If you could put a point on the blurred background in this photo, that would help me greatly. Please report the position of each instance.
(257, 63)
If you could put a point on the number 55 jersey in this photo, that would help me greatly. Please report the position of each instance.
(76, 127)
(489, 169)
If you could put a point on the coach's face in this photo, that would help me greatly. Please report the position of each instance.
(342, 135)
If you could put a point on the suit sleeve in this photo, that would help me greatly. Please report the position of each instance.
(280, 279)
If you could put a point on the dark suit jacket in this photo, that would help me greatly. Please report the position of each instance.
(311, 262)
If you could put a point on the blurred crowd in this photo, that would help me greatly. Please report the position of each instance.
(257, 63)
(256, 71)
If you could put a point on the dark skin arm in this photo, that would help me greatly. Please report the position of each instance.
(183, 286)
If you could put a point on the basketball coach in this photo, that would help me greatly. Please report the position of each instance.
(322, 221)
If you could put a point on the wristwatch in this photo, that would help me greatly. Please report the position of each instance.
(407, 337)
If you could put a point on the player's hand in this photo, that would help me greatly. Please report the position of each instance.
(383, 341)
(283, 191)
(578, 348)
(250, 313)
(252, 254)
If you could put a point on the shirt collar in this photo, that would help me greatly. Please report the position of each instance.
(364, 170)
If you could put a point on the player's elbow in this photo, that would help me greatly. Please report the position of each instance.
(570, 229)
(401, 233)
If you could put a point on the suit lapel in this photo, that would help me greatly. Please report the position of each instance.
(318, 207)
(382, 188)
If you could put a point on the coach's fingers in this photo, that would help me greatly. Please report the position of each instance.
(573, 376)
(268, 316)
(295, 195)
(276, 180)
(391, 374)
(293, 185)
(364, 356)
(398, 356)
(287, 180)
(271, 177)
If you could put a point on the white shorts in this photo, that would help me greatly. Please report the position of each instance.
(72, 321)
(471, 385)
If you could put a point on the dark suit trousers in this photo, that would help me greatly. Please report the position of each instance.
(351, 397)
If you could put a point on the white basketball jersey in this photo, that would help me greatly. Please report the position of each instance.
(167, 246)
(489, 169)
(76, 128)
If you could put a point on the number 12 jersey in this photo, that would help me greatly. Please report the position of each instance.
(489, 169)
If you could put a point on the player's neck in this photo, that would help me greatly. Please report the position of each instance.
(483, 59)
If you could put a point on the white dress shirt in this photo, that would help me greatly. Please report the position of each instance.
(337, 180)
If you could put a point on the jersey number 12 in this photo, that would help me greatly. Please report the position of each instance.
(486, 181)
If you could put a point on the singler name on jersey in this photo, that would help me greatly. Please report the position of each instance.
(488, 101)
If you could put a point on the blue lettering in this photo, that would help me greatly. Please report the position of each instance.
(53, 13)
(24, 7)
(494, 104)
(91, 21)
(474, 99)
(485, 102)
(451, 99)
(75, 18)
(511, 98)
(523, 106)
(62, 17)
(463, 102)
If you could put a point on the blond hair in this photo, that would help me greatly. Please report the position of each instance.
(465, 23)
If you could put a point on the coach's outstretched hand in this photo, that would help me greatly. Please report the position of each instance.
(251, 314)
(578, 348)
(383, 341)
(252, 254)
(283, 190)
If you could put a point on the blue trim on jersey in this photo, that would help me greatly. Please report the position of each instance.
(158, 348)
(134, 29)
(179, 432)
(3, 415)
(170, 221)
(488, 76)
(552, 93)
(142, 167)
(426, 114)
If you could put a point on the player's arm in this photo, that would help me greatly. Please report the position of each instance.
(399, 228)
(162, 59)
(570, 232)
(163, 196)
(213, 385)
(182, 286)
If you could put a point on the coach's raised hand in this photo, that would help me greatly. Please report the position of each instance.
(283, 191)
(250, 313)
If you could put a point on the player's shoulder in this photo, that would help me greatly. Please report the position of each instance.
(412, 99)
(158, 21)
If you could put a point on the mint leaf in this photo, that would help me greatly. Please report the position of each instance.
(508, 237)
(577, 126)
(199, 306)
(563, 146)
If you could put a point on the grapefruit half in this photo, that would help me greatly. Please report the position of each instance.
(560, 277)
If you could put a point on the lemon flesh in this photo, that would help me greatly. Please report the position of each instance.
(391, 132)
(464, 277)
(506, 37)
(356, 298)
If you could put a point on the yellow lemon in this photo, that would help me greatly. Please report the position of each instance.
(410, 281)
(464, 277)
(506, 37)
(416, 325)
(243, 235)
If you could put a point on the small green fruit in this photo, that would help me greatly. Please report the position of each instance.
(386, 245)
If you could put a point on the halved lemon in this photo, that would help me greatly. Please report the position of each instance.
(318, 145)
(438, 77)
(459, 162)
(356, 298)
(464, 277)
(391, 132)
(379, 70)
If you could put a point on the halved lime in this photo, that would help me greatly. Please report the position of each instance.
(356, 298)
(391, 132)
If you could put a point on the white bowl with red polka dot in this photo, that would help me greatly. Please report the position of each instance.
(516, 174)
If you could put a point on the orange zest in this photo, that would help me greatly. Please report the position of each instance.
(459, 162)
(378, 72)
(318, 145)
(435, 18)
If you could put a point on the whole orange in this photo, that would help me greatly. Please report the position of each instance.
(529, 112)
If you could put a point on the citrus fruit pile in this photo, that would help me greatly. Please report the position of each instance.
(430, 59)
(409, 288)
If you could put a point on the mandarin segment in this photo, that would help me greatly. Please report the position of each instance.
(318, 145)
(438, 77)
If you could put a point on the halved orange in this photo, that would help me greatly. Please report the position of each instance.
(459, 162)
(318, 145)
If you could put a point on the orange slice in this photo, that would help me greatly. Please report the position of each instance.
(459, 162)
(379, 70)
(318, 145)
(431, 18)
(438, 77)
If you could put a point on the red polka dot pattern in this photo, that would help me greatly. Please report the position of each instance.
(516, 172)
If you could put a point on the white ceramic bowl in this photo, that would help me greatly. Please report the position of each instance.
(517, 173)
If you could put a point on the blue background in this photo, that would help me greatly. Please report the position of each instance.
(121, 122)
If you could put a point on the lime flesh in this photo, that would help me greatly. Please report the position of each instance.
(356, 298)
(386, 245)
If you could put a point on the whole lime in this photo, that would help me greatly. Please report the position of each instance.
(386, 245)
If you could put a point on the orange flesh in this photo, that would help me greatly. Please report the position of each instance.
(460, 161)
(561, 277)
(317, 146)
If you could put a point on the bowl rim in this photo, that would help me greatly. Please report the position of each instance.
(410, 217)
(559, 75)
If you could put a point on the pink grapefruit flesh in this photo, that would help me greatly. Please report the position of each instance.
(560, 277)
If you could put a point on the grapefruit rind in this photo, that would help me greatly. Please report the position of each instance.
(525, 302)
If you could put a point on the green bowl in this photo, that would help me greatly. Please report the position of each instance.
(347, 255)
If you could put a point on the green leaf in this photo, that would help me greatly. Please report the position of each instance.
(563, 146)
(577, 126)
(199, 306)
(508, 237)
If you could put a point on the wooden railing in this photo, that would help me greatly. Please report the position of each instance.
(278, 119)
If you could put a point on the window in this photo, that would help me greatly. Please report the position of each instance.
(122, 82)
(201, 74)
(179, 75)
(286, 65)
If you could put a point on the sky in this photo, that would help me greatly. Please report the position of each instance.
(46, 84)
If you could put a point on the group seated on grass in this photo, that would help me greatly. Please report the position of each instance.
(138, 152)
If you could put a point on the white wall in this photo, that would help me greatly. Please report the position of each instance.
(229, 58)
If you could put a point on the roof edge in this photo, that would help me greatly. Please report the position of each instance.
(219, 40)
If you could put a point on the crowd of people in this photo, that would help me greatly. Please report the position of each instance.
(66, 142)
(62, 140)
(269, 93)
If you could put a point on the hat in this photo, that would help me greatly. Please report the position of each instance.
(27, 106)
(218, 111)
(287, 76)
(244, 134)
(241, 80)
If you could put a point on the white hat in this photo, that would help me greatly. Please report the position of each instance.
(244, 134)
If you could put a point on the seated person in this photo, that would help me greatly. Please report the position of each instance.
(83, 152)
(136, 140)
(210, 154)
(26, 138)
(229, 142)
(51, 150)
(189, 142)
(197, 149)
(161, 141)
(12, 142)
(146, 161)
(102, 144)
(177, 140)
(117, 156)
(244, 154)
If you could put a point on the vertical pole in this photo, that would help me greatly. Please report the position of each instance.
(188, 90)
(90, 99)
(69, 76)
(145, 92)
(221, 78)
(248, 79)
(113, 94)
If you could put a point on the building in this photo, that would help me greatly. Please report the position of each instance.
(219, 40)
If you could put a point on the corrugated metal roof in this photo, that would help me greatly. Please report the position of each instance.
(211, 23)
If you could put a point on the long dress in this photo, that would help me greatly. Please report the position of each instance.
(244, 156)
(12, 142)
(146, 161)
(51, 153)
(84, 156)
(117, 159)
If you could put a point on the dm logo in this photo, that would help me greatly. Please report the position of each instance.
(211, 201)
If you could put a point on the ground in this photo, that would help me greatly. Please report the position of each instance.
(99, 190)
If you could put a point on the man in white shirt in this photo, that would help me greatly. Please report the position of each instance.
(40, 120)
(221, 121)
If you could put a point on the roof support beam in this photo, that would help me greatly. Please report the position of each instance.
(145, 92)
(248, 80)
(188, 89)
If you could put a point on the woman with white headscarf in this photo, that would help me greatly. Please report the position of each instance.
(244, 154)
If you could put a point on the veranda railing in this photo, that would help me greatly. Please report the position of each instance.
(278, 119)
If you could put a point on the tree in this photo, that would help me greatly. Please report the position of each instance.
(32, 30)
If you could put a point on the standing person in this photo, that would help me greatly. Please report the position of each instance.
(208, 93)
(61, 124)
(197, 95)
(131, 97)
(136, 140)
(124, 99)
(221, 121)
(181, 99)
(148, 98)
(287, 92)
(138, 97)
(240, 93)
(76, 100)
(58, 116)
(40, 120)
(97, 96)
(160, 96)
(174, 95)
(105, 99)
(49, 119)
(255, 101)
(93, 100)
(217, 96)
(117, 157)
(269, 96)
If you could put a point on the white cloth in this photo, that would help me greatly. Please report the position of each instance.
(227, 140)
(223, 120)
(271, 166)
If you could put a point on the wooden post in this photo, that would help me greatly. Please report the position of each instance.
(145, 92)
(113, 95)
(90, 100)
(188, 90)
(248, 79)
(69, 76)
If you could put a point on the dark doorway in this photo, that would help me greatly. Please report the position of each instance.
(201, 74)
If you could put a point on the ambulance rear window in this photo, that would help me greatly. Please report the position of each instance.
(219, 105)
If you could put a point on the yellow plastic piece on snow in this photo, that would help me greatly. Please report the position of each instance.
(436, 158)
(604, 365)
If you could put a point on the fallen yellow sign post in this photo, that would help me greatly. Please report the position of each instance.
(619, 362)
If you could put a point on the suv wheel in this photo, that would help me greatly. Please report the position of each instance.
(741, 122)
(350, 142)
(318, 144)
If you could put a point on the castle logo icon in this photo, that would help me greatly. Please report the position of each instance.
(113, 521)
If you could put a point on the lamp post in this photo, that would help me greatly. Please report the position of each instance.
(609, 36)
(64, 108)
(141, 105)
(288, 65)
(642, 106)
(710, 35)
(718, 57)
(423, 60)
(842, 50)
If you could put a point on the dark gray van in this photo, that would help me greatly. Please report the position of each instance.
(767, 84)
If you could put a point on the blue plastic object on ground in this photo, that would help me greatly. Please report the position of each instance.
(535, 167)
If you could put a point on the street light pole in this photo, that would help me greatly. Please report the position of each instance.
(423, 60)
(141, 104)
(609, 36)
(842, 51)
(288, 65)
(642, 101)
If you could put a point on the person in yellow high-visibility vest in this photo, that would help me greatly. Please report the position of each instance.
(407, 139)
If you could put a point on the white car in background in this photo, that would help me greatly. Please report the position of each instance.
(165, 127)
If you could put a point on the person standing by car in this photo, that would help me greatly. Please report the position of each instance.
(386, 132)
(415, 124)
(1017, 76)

◆ **Instructions for the task**
Please quote exactly the lines from the one containing "If you could put a point on the castle" through the last line of the records above, both included, and nothing else.

◆ **Answer for the task**
If you could put a point on the castle logo icon in this photo, that would help me greatly. Please report the position of each instance.
(113, 521)
If you could put a point on the lamp post in this photo, that would help me greatly. Please report the position of each instance.
(609, 36)
(64, 108)
(141, 105)
(288, 65)
(642, 106)
(710, 35)
(718, 57)
(423, 60)
(842, 50)
If you could put a point on the dark gray van in this photo, that would help me greatly. Please report the position of each instance.
(767, 84)
If you could put a point on the blue plastic object on ground in this photo, that would help me greatly. Please report the position of each instance.
(535, 167)
If you could put a point on the street light pole in this photo, that would help me greatly. Please report the position of each instance.
(423, 60)
(141, 104)
(609, 36)
(842, 51)
(288, 65)
(642, 101)
If you could put a point on the person in yellow high-visibility vest in this photo, that would help me greatly. Please report the position of each instance.
(407, 139)
If you could put a point on the white car in background in this photo, that would help me greatly. Please report the position of each instance.
(165, 127)
If you could put a point on the person standing by car in this photo, that would help me greatly. Please report the position of each instance.
(386, 132)
(415, 124)
(1017, 76)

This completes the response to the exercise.